WRITTEN INSTRUCTION: Could you give the stretch of the rows below that opens with the line containing "Annotation guideline — the target class is driftwood" and closes with the line containing "890;525;960;552", both ends included, as a Markdown table with the columns Number and Line, leaving out any blank lines?

Source records:
====

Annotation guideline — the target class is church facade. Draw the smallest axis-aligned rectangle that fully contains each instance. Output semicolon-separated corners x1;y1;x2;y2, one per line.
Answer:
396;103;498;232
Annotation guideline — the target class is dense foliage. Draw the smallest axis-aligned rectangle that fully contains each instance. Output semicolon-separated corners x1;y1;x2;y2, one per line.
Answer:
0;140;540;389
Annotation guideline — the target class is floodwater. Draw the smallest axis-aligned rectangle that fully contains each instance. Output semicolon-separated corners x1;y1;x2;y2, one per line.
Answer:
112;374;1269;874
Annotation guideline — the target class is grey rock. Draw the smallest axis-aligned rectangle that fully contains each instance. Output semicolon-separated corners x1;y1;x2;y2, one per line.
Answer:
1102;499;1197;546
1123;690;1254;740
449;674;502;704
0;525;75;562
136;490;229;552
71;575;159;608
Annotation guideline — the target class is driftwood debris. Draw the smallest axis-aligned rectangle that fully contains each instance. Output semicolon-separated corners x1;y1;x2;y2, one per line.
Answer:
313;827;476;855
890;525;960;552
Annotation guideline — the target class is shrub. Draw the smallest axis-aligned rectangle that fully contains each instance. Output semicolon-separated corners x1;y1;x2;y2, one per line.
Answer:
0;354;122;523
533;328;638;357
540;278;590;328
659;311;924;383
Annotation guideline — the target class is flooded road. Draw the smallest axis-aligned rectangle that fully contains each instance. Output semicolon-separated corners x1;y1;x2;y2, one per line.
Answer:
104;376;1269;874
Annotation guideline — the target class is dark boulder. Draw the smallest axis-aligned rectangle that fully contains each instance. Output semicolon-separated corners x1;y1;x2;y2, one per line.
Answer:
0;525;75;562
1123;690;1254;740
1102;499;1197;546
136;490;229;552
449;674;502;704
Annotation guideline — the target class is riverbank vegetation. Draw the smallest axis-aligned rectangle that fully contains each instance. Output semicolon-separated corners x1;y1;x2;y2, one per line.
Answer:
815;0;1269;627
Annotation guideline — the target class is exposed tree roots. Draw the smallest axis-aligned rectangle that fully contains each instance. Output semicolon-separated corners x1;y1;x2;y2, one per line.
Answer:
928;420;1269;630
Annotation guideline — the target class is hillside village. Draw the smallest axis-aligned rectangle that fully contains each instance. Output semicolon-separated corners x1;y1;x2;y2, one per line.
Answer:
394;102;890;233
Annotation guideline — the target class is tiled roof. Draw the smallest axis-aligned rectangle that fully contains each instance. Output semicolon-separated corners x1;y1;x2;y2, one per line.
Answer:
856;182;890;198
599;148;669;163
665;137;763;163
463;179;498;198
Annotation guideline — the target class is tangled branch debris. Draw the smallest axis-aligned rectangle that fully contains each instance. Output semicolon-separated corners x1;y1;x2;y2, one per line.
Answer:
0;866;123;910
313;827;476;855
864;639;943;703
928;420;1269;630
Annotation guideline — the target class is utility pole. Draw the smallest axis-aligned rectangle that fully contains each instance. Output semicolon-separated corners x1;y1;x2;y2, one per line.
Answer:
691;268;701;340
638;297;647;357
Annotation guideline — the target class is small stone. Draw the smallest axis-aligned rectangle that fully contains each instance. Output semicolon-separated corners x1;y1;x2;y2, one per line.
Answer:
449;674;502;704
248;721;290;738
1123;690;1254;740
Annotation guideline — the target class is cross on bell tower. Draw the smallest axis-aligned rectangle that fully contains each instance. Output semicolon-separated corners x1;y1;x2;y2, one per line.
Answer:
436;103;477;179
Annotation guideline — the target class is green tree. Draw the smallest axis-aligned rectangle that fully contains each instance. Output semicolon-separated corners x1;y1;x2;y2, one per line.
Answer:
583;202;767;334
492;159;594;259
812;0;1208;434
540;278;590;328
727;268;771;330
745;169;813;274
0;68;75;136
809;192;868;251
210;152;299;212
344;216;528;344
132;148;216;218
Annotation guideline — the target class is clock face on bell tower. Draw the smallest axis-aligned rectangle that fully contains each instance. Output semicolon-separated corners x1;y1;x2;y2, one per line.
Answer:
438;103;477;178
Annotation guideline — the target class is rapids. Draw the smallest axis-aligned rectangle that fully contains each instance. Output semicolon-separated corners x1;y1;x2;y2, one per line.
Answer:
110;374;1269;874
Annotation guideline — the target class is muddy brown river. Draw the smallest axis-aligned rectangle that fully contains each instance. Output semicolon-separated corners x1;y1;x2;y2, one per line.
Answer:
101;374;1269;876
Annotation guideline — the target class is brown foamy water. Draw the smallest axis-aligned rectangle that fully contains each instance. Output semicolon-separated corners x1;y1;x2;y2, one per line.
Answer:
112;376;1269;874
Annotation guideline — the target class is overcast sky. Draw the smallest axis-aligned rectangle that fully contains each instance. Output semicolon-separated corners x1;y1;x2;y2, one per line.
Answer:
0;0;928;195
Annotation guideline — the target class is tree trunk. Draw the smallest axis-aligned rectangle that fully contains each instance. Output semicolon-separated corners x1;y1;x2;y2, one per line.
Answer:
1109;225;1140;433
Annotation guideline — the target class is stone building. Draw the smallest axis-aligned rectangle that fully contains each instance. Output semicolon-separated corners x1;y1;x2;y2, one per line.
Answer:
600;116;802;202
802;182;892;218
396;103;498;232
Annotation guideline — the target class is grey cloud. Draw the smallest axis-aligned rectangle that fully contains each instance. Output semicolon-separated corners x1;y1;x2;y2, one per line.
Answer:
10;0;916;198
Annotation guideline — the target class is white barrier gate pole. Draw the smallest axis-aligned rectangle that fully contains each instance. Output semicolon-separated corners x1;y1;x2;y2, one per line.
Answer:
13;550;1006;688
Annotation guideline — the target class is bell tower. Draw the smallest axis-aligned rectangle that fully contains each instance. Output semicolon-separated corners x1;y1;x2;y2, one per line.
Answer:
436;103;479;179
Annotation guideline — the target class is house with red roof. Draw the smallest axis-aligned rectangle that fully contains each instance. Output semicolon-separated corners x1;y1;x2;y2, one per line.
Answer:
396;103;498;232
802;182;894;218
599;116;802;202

====

RESPONSE:
| Number | Line |
|---|---|
| 1 | Annotation guideline — the target class is driftwood debris. Draw the smallest axis-aligned rectangle that fully contains each instance. Output semicolon-separated corners x1;y1;x2;y2, one per line. |
| 2 | Answer: |
| 3 | 313;827;476;855 |
| 4 | 890;525;960;552 |